- [Passage provided]:
How Should Churches and Seminaries Respond to Immigrant Pastors Who Minister in the US Illegally?
Kedri Metzger is senior attorney with Religious Worker Immigrant Legal Services of World Relief, based in Baltimore.
Immigrants are strengthening the church and revitalizing some denominations with significant growth. Many of these churches are started by local leaders who emphasize evangelism and know the culture and language of the growing immigrant population in the United States. But some of these pastors lack valid immigration status and face a complex and painful dilemma.
Alex and his family crossed the border illegally when he was an infant. Years later, after becoming a Christian, he began a ministry in his community that has grown into two separate church sites. Alex serves as a volunteer, unable to work since he does not have the necessary immigration papers. He has a family, including a child with Down syndrome who is a U.S. citizen. This complicates his situation even more: If Alex leaves the States, his child would lose access to crucial medical care. Alex has considered bringing himself to the attention of immigration authorities to plead his case before an immigration judge. But this would risk for being deported away from his child, to a country he doesn't remember.
Like Alex, some pastors came to the United States as small children. Some intentionally crossed the border undetected, while others entered on valid visas and later lost their immigration status through technical mistakes made by themselves or church leaders. Under current law, there are no remedies for these mistakes.
Those without valid immigration status are required to complete the immigration process abroad. If a pastor leaves the country to do so, he will likely face a 10-year bar from applying for reentry. This leaves pastors stuck: unable to correct their status from inside the United States, and barred from reentering if they leave.
How should a church denomination respond? The first step is to locate competent immigration legal advice. It cannot be left to ethnic ministry directors, church planters, pastors, and other church leaders to advise these individuals on their immigration legal status.

- [What is required]:
Continue the article about immigrant pastors who minister in the US without legal status, starting right after its final sentence above.

Rows from a data source
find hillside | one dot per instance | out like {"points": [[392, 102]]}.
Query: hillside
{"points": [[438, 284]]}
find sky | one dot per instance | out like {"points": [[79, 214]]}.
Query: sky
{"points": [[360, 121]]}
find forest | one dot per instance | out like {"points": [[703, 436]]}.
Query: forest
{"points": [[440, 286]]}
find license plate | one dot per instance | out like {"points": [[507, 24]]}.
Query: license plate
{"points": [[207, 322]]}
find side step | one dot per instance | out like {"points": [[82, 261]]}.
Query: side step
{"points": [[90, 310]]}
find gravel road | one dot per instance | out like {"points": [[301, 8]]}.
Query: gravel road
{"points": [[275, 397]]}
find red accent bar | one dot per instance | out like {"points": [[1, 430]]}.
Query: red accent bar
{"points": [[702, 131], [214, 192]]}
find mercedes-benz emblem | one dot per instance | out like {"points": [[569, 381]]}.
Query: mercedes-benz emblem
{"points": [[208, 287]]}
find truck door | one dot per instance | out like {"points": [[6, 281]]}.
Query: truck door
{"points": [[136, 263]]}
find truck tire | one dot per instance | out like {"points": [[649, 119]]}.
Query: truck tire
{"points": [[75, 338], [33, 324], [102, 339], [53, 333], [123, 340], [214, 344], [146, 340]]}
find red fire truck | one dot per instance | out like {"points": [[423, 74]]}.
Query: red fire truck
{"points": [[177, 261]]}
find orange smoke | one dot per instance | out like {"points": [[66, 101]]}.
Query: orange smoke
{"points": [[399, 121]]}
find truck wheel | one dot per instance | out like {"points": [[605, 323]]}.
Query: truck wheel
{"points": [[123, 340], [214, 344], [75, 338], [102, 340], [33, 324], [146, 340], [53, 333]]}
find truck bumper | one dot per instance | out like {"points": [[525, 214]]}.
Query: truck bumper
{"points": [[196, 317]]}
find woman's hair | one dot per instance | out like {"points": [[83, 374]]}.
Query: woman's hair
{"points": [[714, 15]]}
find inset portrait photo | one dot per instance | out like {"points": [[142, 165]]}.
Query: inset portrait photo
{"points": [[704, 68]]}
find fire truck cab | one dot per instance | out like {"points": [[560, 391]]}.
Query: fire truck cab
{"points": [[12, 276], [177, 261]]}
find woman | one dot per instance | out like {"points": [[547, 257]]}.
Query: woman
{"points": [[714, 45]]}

- [Exercise output]:
If the church helps, are they violating the law? Church leaders often worry that they are not submitting to authorities by allowing pastors or other volunteers to participate in church life. But the Immigration and Nationality Act (INA) does not require church leaders or members to report pastors who are here illegally. Currently, the ina says churches cannot employ individuals who do not have permission to work inside the United States.
Churches and denominations have a great deal of freedom to develop policy and practice. We must challenge ourselves to pursue the facts and understand the biblical perspective. The church should seek to balance care for our brothers and sisters with their responsibility under the law. We must wrestle with our commitment to the mission of the gospel and consider the kingdom purposes of these "fishers of men" in our midst.
Mark Tooley, president of the Institute on Religion and Democracy, is author of Taking Back the United Methodist Church.
Churches are called to minister to all persons to whom they have access. This includes persons who are in this country illegally. Outreach includes gospel proclamation, inviting others into the life of the church, and charity when needed.
When it comes to illegal immigration, the church should teach compliance with the existing law, even to those who are pastors and ministry leaders with significant responsibility. Such counsel may include helping illegal immigrants seek legal status. Or it may mean suggesting a vocation that requires returning home, where the need of service may be greater. The church also needs to reach immigrants from non-Christian backgrounds, which is more challenging but probably more important.